> **Provided passage**
------------------------------------------------------------------------
Pay close attention to those who have wrong notions about the grace of Jesus Christ, which has come to us, and note how at variance they are with God's mind. They care nothing about love: they have no concern for widows or orphans, for the oppressed, for those in prison or released, for the hungry or the thirsty. They hold aloof from the Eucharist and from services of prayer, because they refuse to admit that the Eucharist is the flesh of our Saviour Jesus Christ, which suffered for our sins and which, in his goodness, the Father raised [from the dead]. Consequently those who wrangle and dispute God's gift face death. They would have done better to love and so share in the resurrection. The right thing to do, then, is to avoid such people and to talk about them neither in private nor in public. Rather pay attention to the prophets and above all to the gospel. There we get a clear picture of the Passion and see that the resurrection has really happened.

He makes a clear reference that some don't believe that the Eucharist is the literal flesh and blood of Christ.
------------------------------------------------------------------------
> **Stated problem A**
In the passage on the Eucharist, why do those with wrong notions hold aloof from the Eucharist and from services of prayer?
> **Stated problem B**
Does each statement agree with the passage on the Eucharist? (i) Such people may be talked about in private but not in public. (ii) Such people have no concern for widows or orphans. (iii) Attention should be paid above all to the prophets.
> **Stated problem C**
Extend the passage on the Eucharist with what comes after its final sentence.
------------------------------------------------------------------------
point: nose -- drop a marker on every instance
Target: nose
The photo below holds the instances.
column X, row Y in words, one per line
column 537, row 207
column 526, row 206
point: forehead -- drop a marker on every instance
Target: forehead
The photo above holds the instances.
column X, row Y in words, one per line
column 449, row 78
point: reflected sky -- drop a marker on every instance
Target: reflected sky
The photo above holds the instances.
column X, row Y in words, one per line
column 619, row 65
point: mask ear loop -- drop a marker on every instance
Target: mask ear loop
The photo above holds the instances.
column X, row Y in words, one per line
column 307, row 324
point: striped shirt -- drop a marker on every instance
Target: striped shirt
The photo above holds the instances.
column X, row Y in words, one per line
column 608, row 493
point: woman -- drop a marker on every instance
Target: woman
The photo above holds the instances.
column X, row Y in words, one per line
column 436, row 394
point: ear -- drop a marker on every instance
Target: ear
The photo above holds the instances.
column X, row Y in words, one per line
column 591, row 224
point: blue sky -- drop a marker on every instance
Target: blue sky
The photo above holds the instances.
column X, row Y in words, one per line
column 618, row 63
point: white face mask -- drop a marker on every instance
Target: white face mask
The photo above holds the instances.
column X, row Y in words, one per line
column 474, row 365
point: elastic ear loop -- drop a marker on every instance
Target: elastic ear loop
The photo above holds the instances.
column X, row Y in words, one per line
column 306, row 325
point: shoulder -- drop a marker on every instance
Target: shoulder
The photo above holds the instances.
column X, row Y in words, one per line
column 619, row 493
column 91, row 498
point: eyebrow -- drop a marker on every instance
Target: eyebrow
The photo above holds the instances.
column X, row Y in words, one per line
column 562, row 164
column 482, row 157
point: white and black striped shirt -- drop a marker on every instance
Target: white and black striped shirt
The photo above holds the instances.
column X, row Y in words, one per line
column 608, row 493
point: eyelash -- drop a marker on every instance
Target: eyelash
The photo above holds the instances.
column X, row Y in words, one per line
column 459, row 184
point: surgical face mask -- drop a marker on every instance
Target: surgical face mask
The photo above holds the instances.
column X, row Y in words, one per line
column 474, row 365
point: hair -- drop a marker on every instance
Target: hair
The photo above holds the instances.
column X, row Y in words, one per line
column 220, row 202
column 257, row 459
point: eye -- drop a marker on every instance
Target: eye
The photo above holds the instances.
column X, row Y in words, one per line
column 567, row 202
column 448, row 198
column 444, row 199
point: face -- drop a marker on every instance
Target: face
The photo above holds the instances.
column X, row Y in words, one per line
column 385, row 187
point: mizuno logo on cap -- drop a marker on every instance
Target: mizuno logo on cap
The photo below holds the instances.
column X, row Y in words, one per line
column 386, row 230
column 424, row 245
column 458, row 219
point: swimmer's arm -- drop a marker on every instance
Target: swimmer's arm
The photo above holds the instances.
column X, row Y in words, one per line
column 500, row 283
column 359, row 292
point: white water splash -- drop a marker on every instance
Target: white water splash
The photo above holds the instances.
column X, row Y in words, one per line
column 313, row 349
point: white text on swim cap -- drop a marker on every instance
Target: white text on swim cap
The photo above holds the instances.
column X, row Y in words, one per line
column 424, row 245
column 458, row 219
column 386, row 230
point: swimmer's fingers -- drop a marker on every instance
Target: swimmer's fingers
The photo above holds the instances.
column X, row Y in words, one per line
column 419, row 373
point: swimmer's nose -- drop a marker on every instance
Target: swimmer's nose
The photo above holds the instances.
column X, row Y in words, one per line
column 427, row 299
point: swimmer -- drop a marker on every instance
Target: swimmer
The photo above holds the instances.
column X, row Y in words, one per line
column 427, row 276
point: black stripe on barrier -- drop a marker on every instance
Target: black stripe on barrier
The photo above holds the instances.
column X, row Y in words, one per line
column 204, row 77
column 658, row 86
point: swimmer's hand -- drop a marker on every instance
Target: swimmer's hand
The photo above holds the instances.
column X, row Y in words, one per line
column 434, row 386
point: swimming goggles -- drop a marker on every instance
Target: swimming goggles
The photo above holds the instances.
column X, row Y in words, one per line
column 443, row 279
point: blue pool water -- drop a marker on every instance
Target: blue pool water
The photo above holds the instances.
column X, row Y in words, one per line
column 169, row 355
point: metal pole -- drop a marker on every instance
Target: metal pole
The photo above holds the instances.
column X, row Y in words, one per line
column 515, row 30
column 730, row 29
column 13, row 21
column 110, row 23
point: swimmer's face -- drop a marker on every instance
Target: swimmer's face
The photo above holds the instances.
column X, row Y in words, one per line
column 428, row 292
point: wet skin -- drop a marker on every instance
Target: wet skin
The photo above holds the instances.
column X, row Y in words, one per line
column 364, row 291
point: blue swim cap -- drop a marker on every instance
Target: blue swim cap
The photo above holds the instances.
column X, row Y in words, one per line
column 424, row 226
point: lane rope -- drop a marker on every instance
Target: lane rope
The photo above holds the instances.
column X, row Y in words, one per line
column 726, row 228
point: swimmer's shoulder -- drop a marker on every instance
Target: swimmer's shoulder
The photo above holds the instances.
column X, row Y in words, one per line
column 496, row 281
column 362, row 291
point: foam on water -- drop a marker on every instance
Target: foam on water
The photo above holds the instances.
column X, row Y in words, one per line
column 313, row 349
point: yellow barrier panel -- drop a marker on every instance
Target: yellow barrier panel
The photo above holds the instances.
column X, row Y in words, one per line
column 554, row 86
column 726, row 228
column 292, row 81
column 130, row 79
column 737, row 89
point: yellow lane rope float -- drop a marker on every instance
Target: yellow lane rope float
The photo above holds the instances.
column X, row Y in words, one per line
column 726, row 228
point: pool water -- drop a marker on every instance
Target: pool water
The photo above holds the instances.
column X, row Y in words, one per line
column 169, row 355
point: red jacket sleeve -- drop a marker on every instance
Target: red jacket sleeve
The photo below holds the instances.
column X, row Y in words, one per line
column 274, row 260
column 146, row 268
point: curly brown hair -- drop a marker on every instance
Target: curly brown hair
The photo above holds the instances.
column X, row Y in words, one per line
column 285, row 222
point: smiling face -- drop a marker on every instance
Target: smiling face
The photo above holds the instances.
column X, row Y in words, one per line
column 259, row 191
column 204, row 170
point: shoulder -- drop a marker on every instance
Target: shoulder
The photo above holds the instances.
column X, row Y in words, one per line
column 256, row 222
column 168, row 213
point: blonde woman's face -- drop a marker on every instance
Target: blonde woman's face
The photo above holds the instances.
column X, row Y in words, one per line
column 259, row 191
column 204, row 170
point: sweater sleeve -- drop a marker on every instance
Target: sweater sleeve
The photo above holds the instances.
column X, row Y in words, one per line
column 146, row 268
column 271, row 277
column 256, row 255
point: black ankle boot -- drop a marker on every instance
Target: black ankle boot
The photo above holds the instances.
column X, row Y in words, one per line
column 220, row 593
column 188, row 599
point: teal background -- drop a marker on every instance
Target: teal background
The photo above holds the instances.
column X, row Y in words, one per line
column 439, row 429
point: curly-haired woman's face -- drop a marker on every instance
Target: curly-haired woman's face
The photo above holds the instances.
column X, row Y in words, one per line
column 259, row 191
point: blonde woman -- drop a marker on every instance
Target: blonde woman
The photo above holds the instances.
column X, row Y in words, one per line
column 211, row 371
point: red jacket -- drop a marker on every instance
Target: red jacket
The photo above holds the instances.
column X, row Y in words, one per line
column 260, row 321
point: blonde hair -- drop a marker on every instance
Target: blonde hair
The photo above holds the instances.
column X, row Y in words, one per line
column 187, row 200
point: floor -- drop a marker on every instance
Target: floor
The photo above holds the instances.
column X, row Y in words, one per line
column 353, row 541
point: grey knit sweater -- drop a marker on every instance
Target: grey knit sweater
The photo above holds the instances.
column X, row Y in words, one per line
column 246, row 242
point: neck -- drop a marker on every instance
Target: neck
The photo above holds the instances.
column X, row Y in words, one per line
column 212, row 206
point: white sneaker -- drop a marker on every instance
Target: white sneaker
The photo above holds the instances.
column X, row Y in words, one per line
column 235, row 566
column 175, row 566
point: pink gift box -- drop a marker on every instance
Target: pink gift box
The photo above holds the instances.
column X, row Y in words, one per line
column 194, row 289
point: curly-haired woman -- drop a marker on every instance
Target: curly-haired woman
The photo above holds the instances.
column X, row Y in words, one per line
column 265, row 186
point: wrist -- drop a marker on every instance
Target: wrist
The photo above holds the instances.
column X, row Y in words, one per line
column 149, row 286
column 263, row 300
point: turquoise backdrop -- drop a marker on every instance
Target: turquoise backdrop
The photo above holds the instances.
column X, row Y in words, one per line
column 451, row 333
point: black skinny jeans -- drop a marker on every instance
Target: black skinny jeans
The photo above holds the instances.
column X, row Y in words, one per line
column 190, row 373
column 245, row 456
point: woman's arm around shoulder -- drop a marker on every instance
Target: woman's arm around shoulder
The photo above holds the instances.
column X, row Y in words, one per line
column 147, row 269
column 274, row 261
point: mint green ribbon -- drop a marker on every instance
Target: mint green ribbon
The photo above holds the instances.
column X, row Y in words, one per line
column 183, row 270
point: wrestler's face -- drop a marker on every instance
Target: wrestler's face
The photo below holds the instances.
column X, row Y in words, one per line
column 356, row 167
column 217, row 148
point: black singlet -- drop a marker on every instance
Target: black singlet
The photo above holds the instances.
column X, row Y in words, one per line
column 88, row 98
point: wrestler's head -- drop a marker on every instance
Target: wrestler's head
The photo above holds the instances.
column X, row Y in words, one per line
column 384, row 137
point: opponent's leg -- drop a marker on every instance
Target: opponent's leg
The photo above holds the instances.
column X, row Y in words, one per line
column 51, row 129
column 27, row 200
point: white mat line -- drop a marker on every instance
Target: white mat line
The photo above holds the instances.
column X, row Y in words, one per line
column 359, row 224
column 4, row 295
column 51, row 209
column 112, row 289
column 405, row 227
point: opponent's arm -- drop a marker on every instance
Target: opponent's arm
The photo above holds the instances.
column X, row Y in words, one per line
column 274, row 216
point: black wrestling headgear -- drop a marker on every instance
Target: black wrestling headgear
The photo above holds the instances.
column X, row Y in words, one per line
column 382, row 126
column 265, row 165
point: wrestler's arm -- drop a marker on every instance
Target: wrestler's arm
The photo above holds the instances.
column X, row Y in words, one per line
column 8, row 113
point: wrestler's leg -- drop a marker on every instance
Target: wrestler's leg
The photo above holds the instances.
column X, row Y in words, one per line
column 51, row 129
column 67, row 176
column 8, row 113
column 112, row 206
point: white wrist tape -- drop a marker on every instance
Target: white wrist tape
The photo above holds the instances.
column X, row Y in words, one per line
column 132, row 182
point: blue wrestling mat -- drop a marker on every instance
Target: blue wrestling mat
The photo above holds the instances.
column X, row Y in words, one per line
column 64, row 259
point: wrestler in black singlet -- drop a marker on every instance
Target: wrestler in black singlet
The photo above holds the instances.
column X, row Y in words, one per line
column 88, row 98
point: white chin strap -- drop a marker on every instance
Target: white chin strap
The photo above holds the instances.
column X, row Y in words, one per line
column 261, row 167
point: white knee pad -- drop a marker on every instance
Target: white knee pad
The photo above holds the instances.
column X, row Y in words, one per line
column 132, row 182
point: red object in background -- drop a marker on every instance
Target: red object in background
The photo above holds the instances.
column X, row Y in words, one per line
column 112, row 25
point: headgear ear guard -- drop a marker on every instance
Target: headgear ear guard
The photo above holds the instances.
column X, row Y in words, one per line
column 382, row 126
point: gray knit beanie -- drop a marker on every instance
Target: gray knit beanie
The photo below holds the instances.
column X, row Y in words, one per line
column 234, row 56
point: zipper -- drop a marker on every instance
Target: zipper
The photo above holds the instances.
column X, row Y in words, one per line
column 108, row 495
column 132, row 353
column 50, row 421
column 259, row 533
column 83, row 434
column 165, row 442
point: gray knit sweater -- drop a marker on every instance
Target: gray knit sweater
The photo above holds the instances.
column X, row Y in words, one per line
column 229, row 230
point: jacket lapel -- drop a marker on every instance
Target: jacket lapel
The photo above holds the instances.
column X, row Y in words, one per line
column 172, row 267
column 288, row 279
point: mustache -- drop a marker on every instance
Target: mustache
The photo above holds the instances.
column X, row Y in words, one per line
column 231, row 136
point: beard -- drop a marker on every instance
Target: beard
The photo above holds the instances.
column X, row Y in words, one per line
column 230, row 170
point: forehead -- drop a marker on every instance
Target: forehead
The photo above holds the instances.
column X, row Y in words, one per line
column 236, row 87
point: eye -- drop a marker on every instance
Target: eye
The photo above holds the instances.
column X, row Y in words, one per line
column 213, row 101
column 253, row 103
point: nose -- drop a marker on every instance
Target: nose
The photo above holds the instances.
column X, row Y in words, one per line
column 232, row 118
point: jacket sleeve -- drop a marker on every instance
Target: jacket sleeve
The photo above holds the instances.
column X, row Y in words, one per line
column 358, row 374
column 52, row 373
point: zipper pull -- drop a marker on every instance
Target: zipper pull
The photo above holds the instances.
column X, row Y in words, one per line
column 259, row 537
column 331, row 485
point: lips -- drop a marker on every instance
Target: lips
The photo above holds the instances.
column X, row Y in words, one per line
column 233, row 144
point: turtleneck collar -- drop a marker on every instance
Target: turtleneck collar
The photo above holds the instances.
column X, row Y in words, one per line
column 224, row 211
------------------------------------------------------------------------
> **Exercise result A**
They refuse to admit that the Eucharist is the flesh of our Saviour Jesus Christ.

> **Exercise result B**
(i) No: "talk about them neither in private nor in public."
(ii) Yes: "they have no concern for widows or orphans."
(iii) No: "pay attention to the prophets and above all to the gospel."

> **Exercise result C**
From Chapter 8 - Flee from schism as the source of mischief. You should all follow the bishop as Jesus Christ did the Father. Follow, too, the presbytery as you would the apostles; and respect the deacons as you would God's law. Nobody must do anything that has to do with the Church without the bishop's approval. You should regard that Eucharist as valid which is celebrated either by the bishop or by someone he authorizes. Where the bishop is present, there let the congregation gather, just as where Jesus Christ is, there is the Catholic Church. Without the bishop's supervision, no baptisms or love feasts are permitted. On the other hand, whatever he approves pleases God as well. In that way everything you do will be on the safe side and valid.

From Chapter 9 - It is well for us to come to our senses at last, while we still have a chance to repent and turn to God. It is a fine thing to acknowledge God and the bishop. He who pays the bishop honor has been honored by God. But he who acts without the bishop's knowledge is in the devil's service.

The bishop is to preside over the service and to administer the Eucharist. This speaks strongly for a strong authority which is authentic. The Protestant denominations have no such claim because the founders of the denomination merely usurp their authority rather than have a valid ordination by the true church.

North Forest | Top of page


Ignatius to the Philadelphians

Letter to the Philadelphians - about 110 A.D.

Be careful, then, to observe a single Eucharist. For there is one flesh of our Lord, Jesus Christ, and one cup of his blood that makes us one, and one altar, just as there is one bishop along with the presbytery and the deacons, my fellow slaves. In that way whatever you do is in line with God's will.

The literal understanding of this passage would imply that the bread and wine are literally Christ's body and blood.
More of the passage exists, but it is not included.